PROBLEM STATEMENT ->
Can you output every line of the records as a Markdown table with columns "Row" and "Line", skipping blank lines and leaving out the pictures?

Stored data entries
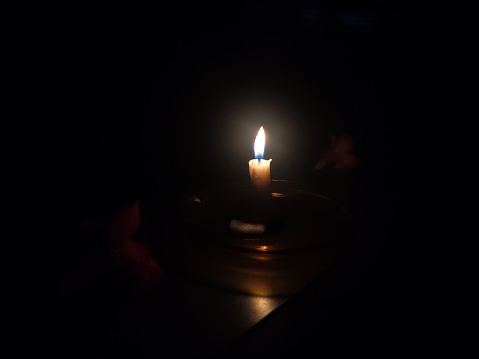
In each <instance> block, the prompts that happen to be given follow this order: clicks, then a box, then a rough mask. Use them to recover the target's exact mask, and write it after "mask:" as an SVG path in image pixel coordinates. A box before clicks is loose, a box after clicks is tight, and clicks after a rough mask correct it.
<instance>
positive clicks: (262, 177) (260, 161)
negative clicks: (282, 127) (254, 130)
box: [249, 126, 271, 190]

YOUR SOLUTION ->
| Row | Line |
|---|---|
| 1 | In each <instance> block, the prompts that happen to be given follow this order: clicks, then a box, then a rough mask. Use them to recover the target's exact mask, and write it after "mask:" as an SVG path in image pixel coordinates. A box before clicks is loose, a box after clicks is tight, and clicks after a rough mask correct it. |
| 2 | <instance> |
| 3 | positive clicks: (262, 177) (260, 161) |
| 4 | negative clicks: (282, 127) (254, 130) |
| 5 | box: [249, 126, 271, 190] |